Goal of the exercise ▸ The required output consists solely of the lines from the line containing "Would you say the hairy" through the end of the records, copied exactly.

Records shown ▸

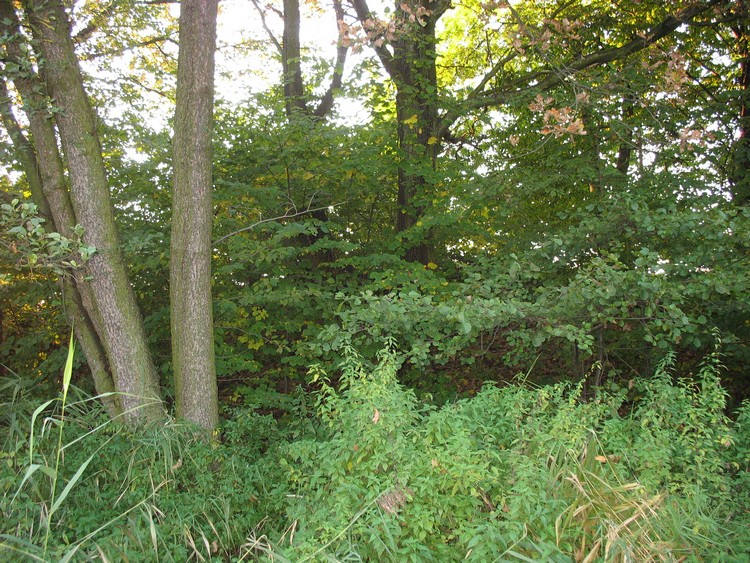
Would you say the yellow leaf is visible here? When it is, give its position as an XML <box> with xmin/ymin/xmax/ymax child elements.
<box><xmin>403</xmin><ymin>113</ymin><xmax>417</xmax><ymax>125</ymax></box>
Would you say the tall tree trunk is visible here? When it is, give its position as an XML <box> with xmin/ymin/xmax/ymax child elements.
<box><xmin>281</xmin><ymin>0</ymin><xmax>308</xmax><ymax>117</ymax></box>
<box><xmin>0</xmin><ymin>0</ymin><xmax>122</xmax><ymax>418</ymax></box>
<box><xmin>22</xmin><ymin>0</ymin><xmax>164</xmax><ymax>422</ymax></box>
<box><xmin>170</xmin><ymin>0</ymin><xmax>219</xmax><ymax>430</ymax></box>
<box><xmin>352</xmin><ymin>0</ymin><xmax>450</xmax><ymax>264</ymax></box>
<box><xmin>731</xmin><ymin>0</ymin><xmax>750</xmax><ymax>205</ymax></box>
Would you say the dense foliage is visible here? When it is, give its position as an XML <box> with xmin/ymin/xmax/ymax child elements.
<box><xmin>0</xmin><ymin>0</ymin><xmax>750</xmax><ymax>561</ymax></box>
<box><xmin>0</xmin><ymin>349</ymin><xmax>750</xmax><ymax>561</ymax></box>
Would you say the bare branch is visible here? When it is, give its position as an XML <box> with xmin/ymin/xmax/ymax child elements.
<box><xmin>441</xmin><ymin>0</ymin><xmax>726</xmax><ymax>136</ymax></box>
<box><xmin>313</xmin><ymin>0</ymin><xmax>349</xmax><ymax>118</ymax></box>
<box><xmin>351</xmin><ymin>0</ymin><xmax>398</xmax><ymax>78</ymax></box>
<box><xmin>251</xmin><ymin>0</ymin><xmax>284</xmax><ymax>55</ymax></box>
<box><xmin>213</xmin><ymin>203</ymin><xmax>341</xmax><ymax>245</ymax></box>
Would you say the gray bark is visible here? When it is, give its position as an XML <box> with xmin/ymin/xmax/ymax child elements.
<box><xmin>24</xmin><ymin>0</ymin><xmax>164</xmax><ymax>422</ymax></box>
<box><xmin>170</xmin><ymin>0</ymin><xmax>219</xmax><ymax>430</ymax></box>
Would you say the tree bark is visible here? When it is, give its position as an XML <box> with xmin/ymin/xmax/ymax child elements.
<box><xmin>352</xmin><ymin>0</ymin><xmax>450</xmax><ymax>264</ymax></box>
<box><xmin>22</xmin><ymin>0</ymin><xmax>164</xmax><ymax>422</ymax></box>
<box><xmin>0</xmin><ymin>0</ymin><xmax>122</xmax><ymax>418</ymax></box>
<box><xmin>731</xmin><ymin>0</ymin><xmax>750</xmax><ymax>206</ymax></box>
<box><xmin>170</xmin><ymin>0</ymin><xmax>219</xmax><ymax>430</ymax></box>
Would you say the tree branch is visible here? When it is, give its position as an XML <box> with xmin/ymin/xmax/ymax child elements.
<box><xmin>351</xmin><ymin>0</ymin><xmax>398</xmax><ymax>78</ymax></box>
<box><xmin>313</xmin><ymin>0</ymin><xmax>349</xmax><ymax>118</ymax></box>
<box><xmin>213</xmin><ymin>203</ymin><xmax>341</xmax><ymax>246</ymax></box>
<box><xmin>251</xmin><ymin>0</ymin><xmax>284</xmax><ymax>55</ymax></box>
<box><xmin>440</xmin><ymin>0</ymin><xmax>726</xmax><ymax>137</ymax></box>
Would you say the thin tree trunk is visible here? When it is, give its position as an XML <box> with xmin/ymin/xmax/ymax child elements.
<box><xmin>170</xmin><ymin>0</ymin><xmax>219</xmax><ymax>430</ymax></box>
<box><xmin>732</xmin><ymin>0</ymin><xmax>750</xmax><ymax>206</ymax></box>
<box><xmin>0</xmin><ymin>0</ymin><xmax>122</xmax><ymax>418</ymax></box>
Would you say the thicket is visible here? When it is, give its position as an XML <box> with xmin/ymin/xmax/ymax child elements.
<box><xmin>0</xmin><ymin>347</ymin><xmax>750</xmax><ymax>561</ymax></box>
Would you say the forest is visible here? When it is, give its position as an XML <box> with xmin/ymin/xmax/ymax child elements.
<box><xmin>0</xmin><ymin>0</ymin><xmax>750</xmax><ymax>563</ymax></box>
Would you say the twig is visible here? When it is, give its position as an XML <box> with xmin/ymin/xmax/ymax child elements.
<box><xmin>213</xmin><ymin>203</ymin><xmax>341</xmax><ymax>245</ymax></box>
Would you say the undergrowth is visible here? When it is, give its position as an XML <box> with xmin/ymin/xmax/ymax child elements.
<box><xmin>0</xmin><ymin>342</ymin><xmax>750</xmax><ymax>562</ymax></box>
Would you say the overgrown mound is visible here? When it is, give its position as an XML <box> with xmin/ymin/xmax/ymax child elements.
<box><xmin>0</xmin><ymin>350</ymin><xmax>750</xmax><ymax>561</ymax></box>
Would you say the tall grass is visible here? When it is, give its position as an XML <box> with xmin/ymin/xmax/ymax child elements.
<box><xmin>0</xmin><ymin>344</ymin><xmax>750</xmax><ymax>562</ymax></box>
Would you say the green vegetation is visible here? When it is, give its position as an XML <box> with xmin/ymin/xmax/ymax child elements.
<box><xmin>0</xmin><ymin>0</ymin><xmax>750</xmax><ymax>563</ymax></box>
<box><xmin>0</xmin><ymin>349</ymin><xmax>750</xmax><ymax>561</ymax></box>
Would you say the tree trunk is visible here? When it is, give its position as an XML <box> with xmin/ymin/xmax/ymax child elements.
<box><xmin>353</xmin><ymin>0</ymin><xmax>450</xmax><ymax>264</ymax></box>
<box><xmin>0</xmin><ymin>0</ymin><xmax>122</xmax><ymax>418</ymax></box>
<box><xmin>170</xmin><ymin>0</ymin><xmax>219</xmax><ymax>430</ymax></box>
<box><xmin>731</xmin><ymin>0</ymin><xmax>750</xmax><ymax>206</ymax></box>
<box><xmin>22</xmin><ymin>0</ymin><xmax>164</xmax><ymax>422</ymax></box>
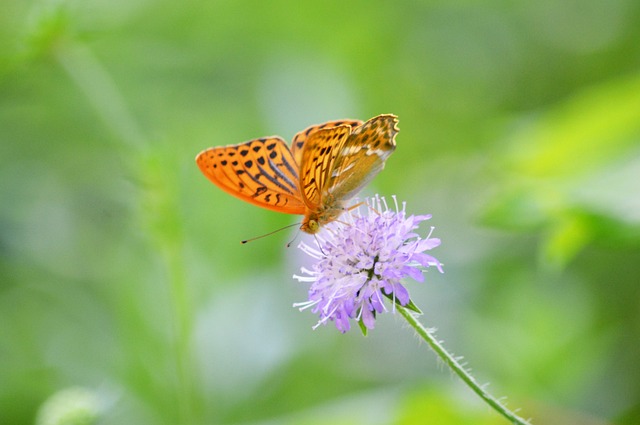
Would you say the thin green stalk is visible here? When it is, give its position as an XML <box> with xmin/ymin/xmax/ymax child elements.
<box><xmin>396</xmin><ymin>305</ymin><xmax>531</xmax><ymax>425</ymax></box>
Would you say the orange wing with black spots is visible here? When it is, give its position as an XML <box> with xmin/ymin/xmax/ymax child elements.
<box><xmin>291</xmin><ymin>120</ymin><xmax>363</xmax><ymax>164</ymax></box>
<box><xmin>196</xmin><ymin>115</ymin><xmax>398</xmax><ymax>233</ymax></box>
<box><xmin>196</xmin><ymin>137</ymin><xmax>305</xmax><ymax>214</ymax></box>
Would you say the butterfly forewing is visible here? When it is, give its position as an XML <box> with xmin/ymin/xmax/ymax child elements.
<box><xmin>196</xmin><ymin>137</ymin><xmax>305</xmax><ymax>214</ymax></box>
<box><xmin>291</xmin><ymin>120</ymin><xmax>363</xmax><ymax>164</ymax></box>
<box><xmin>326</xmin><ymin>115</ymin><xmax>398</xmax><ymax>199</ymax></box>
<box><xmin>300</xmin><ymin>125</ymin><xmax>351</xmax><ymax>210</ymax></box>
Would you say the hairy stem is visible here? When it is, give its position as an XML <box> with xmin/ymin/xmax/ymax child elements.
<box><xmin>396</xmin><ymin>305</ymin><xmax>531</xmax><ymax>425</ymax></box>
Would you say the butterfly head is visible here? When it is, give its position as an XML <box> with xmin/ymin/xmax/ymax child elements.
<box><xmin>300</xmin><ymin>218</ymin><xmax>320</xmax><ymax>235</ymax></box>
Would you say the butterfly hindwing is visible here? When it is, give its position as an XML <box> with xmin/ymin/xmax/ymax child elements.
<box><xmin>300</xmin><ymin>125</ymin><xmax>351</xmax><ymax>210</ymax></box>
<box><xmin>196</xmin><ymin>136</ymin><xmax>305</xmax><ymax>214</ymax></box>
<box><xmin>291</xmin><ymin>119</ymin><xmax>362</xmax><ymax>164</ymax></box>
<box><xmin>325</xmin><ymin>115</ymin><xmax>398</xmax><ymax>199</ymax></box>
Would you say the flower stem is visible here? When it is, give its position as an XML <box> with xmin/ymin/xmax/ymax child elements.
<box><xmin>396</xmin><ymin>304</ymin><xmax>531</xmax><ymax>425</ymax></box>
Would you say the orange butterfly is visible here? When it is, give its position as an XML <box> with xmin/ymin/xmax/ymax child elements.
<box><xmin>196</xmin><ymin>115</ymin><xmax>399</xmax><ymax>234</ymax></box>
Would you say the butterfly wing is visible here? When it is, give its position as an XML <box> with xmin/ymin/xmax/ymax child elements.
<box><xmin>323</xmin><ymin>115</ymin><xmax>399</xmax><ymax>200</ymax></box>
<box><xmin>300</xmin><ymin>125</ymin><xmax>351</xmax><ymax>211</ymax></box>
<box><xmin>291</xmin><ymin>120</ymin><xmax>362</xmax><ymax>164</ymax></box>
<box><xmin>196</xmin><ymin>136</ymin><xmax>305</xmax><ymax>214</ymax></box>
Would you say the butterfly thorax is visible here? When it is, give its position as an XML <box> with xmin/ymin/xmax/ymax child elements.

Answer to the problem ▸
Would you say the hairy stem is visible here? When it is, give its position as an XML <box> with xmin/ymin/xmax/ymax child elements.
<box><xmin>396</xmin><ymin>305</ymin><xmax>531</xmax><ymax>425</ymax></box>
Would you say the butterfly head is visible here? When it is, give its position as an XML <box> with xmin/ymin/xmax/ymax child elements.
<box><xmin>300</xmin><ymin>218</ymin><xmax>320</xmax><ymax>235</ymax></box>
Would you say the butterfly hindwing is visible here? When it is, give its position as an XML <box> with xmin/ymin/xmax/ymax child elements.
<box><xmin>300</xmin><ymin>125</ymin><xmax>351</xmax><ymax>210</ymax></box>
<box><xmin>196</xmin><ymin>136</ymin><xmax>305</xmax><ymax>214</ymax></box>
<box><xmin>291</xmin><ymin>119</ymin><xmax>362</xmax><ymax>164</ymax></box>
<box><xmin>325</xmin><ymin>115</ymin><xmax>398</xmax><ymax>199</ymax></box>
Would you say the flower stem is visible here? When it is, give its position as an XML <box> with xmin/ymin/xmax/ymax child elements.
<box><xmin>396</xmin><ymin>304</ymin><xmax>531</xmax><ymax>425</ymax></box>
Would you say the orange butterfly is visible here? When it is, give its position as an XML <box> with xmin/ymin/xmax/ymax child elements.
<box><xmin>196</xmin><ymin>115</ymin><xmax>399</xmax><ymax>234</ymax></box>
Would you say the butterfly wing is visible here? When it is, give its position as an XML <box> with xmin/ymin/xmax/ymax child elements.
<box><xmin>323</xmin><ymin>115</ymin><xmax>399</xmax><ymax>200</ymax></box>
<box><xmin>300</xmin><ymin>125</ymin><xmax>351</xmax><ymax>211</ymax></box>
<box><xmin>291</xmin><ymin>120</ymin><xmax>362</xmax><ymax>164</ymax></box>
<box><xmin>196</xmin><ymin>136</ymin><xmax>305</xmax><ymax>214</ymax></box>
Would you say the butterfly thorax is visible here? When it is, give its position as an XML <box> with xmin/ymin/xmax/ymax child elements.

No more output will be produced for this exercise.